> AVAILABLE RECORDS:
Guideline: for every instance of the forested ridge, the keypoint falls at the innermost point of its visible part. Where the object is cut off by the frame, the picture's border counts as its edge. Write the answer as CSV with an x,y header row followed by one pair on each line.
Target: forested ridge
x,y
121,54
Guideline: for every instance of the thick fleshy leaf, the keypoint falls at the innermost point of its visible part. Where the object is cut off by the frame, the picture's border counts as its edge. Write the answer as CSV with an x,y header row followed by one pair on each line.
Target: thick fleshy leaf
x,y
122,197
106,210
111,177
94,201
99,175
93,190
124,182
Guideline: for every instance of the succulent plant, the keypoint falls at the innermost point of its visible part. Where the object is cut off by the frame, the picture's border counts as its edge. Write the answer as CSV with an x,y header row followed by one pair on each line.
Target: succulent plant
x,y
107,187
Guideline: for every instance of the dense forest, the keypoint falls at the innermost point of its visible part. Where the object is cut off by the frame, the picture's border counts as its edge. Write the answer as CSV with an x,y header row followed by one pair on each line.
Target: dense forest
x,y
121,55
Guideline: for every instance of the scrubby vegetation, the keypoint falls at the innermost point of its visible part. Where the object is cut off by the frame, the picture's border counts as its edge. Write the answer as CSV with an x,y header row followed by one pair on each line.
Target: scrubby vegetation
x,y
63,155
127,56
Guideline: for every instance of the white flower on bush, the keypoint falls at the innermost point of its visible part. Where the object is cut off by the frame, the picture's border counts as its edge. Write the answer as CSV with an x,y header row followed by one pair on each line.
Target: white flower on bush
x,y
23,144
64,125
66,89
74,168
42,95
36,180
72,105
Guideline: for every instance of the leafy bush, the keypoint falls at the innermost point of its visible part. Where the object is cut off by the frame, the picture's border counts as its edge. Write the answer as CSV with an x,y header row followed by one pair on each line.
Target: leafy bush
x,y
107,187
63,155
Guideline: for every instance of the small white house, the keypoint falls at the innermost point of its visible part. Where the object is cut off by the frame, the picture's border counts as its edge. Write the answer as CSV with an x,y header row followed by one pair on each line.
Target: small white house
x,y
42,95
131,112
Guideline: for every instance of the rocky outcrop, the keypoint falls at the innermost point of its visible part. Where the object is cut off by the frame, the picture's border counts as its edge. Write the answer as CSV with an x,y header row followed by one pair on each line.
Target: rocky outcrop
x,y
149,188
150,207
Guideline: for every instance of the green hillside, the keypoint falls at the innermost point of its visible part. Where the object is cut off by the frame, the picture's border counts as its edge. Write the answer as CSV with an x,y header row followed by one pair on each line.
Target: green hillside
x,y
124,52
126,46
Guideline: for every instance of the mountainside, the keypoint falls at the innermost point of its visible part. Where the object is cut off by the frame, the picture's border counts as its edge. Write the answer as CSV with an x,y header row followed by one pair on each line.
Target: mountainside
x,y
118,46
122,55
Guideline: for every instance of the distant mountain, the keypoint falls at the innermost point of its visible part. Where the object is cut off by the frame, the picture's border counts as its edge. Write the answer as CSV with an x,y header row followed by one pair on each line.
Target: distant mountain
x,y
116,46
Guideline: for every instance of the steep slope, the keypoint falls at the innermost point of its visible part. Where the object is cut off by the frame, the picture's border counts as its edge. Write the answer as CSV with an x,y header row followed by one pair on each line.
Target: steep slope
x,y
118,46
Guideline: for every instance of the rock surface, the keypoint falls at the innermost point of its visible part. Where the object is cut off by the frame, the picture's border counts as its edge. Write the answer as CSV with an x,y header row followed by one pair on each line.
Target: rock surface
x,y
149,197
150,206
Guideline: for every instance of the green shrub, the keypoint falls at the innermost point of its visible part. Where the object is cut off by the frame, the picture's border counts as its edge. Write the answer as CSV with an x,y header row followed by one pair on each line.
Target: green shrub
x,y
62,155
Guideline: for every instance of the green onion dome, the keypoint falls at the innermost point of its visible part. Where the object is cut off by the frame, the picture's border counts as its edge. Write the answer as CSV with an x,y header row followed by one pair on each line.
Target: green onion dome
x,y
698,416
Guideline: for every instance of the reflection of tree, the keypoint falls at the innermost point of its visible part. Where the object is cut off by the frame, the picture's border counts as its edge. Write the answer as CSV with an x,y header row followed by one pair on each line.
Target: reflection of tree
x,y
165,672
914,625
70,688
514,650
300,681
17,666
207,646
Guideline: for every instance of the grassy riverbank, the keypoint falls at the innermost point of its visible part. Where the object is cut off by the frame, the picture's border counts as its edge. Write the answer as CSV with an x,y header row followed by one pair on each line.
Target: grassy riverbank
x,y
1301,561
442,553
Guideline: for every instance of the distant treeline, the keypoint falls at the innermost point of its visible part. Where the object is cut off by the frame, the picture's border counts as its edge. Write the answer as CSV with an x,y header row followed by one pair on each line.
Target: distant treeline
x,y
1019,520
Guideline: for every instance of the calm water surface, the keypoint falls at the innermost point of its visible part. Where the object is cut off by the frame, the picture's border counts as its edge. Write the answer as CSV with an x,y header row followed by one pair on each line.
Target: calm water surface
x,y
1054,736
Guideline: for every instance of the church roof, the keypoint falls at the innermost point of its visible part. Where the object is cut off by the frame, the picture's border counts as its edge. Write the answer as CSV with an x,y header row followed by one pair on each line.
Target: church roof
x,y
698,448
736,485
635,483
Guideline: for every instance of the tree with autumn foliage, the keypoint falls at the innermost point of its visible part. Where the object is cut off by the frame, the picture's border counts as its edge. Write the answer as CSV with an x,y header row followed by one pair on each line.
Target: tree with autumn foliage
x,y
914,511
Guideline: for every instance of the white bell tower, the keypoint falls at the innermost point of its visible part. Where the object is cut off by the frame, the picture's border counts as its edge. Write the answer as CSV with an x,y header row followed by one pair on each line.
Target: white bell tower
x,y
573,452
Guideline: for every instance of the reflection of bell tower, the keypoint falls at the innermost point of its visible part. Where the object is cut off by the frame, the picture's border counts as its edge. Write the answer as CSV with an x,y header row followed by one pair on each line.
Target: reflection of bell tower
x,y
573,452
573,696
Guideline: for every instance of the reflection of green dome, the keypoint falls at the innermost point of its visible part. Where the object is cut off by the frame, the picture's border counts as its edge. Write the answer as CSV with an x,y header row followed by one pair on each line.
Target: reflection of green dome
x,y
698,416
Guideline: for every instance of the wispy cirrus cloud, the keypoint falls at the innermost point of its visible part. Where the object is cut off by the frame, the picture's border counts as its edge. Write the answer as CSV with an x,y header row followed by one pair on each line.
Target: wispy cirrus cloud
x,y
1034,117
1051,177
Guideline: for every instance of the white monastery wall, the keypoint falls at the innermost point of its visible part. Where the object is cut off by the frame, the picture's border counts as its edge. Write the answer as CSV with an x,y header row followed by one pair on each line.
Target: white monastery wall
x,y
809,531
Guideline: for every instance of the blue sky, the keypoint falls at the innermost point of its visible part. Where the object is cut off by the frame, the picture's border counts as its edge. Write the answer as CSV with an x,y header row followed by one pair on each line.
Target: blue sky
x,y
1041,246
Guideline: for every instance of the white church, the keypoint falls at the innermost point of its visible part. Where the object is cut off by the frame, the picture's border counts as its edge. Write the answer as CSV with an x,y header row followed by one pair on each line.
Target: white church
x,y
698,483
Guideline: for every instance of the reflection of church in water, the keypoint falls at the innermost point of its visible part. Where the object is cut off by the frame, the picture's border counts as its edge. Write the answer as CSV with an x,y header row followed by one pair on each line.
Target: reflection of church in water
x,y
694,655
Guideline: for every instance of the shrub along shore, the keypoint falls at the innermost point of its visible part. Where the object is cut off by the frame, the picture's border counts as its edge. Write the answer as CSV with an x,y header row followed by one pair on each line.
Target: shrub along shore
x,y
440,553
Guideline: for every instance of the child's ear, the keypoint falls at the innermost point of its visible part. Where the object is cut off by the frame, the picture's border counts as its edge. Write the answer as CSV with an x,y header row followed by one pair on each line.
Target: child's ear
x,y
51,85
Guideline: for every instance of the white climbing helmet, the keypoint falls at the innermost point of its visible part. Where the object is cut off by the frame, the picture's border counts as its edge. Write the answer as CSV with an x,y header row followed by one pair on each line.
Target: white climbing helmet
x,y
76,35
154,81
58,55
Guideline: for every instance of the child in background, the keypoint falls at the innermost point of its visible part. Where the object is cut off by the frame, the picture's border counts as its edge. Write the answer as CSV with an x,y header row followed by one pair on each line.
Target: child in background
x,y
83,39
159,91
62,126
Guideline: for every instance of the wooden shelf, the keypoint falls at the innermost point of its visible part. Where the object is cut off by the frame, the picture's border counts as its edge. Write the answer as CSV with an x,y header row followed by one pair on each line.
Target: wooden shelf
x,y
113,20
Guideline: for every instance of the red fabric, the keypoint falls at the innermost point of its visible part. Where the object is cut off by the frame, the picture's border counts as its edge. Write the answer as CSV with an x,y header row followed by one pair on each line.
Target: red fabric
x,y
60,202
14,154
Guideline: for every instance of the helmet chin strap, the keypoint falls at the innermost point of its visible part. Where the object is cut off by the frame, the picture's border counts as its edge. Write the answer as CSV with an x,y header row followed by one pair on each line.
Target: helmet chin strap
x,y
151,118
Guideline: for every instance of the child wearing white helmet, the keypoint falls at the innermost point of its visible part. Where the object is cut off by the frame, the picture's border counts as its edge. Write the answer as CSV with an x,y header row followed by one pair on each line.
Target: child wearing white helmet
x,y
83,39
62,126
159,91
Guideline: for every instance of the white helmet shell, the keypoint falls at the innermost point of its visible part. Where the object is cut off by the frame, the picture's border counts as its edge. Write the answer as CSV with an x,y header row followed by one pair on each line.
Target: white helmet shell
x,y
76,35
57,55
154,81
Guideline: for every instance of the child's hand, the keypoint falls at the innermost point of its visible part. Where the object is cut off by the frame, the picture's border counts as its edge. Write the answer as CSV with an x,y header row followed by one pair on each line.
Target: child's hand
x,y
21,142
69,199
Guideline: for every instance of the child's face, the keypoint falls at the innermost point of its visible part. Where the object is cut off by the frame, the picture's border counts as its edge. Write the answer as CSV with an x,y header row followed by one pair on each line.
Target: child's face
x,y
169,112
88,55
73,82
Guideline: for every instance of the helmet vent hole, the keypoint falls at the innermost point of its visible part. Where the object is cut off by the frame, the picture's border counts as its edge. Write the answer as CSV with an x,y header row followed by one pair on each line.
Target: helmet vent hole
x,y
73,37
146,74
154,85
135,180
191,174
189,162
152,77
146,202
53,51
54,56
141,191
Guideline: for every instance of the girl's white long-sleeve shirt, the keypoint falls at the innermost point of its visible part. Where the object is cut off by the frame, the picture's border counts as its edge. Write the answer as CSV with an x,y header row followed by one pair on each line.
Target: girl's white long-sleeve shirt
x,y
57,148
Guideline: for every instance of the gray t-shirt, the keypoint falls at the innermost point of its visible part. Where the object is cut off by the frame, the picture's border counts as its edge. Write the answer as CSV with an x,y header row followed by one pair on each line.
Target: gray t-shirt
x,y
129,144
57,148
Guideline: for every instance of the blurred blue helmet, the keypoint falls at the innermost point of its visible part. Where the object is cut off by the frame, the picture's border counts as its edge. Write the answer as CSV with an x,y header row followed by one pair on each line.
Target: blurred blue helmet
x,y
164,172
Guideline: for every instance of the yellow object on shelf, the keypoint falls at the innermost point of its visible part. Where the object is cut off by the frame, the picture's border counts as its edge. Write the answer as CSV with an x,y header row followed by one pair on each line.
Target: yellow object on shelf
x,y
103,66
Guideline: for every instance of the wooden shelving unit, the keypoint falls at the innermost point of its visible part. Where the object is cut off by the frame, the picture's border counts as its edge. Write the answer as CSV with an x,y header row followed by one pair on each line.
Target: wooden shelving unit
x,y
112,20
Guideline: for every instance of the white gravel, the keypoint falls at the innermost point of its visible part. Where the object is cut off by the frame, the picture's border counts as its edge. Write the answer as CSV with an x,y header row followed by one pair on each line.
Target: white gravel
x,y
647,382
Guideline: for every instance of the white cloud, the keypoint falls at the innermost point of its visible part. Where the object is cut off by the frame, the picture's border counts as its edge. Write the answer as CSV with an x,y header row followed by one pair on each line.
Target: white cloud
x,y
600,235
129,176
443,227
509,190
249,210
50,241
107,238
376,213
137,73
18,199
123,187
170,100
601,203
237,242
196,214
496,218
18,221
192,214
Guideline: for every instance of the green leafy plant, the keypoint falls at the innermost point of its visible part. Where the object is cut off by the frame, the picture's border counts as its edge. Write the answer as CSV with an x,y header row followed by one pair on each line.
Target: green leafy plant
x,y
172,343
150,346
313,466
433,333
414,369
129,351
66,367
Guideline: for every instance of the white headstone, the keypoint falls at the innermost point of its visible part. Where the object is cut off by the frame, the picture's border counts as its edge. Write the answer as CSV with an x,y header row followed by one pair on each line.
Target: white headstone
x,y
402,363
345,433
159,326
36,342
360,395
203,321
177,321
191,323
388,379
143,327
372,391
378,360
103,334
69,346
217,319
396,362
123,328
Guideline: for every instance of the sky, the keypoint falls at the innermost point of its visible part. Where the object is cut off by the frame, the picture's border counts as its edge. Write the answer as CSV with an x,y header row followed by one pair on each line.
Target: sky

> PROBLEM DESCRIPTION: Looking at the entries above, can you reproduce exactly the lines from the one that holds "Target: mountainside" through the one that holds "Guideline: for every instance of the grassy", and only those?

> ANSWER FOR THIS EXERCISE:
Target: mountainside
x,y
118,46
122,55
Guideline: for every instance of the distant mountain, the keypoint falls at the innermost point of its visible part. Where the object is cut off by the frame, the picture's border counts as its edge. Write the answer as CSV with an x,y header row followed by one pair on each line.
Target: distant mountain
x,y
116,46
Guideline: for every instance of the steep slope, the keypoint falls at the innermost point of its visible part. Where the object is cut off by the frame, the picture's border counts as its edge. Write the answer as CSV with an x,y header row followed by one pair on each line.
Target: steep slope
x,y
118,46
Guideline: for every instance of the rock surface, the keypoint falls at the innermost point of its visible part. Where the object is cut off by the frame, the picture's border counts as its edge. Write the answer as CSV with an x,y header row followed by one pair on each line.
Target: rock surface
x,y
149,197
150,206
Guideline: for every instance of the green shrub, the keypoint falls at the innermost point of its visible part. Where the object is cut off by the frame, the picture's border counts as its edge. Write the answer as CSV with an x,y header row followed by one pair on each line.
Target: green shrub
x,y
62,155
Guideline: for every instance of the green onion dome, the keypoint falls at the innermost point of its visible part. Where the object is cut off by the frame, the picture's border counts as its edge. Write the answer as CSV with an x,y header row followed by one pair on each line.
Target: green onion dome
x,y
698,416
Guideline: for every instance of the reflection of tree, the keypoint falls at the innermost point of its visible part. Where the object is cut off by the frame, the picture's border counts as its edge. Write the answer as CSV with an x,y header row followed by one pair on each line.
Target: reflection of tree
x,y
165,672
914,625
70,688
514,650
300,681
17,666
207,646
Guideline: for every instance of the grassy riverbank, the keypoint falls at the innermost point of its visible part. Where the object is cut off by the frame, the picture's border counts as its edge. Write the answer as CSV with an x,y header row followed by one pair on each line.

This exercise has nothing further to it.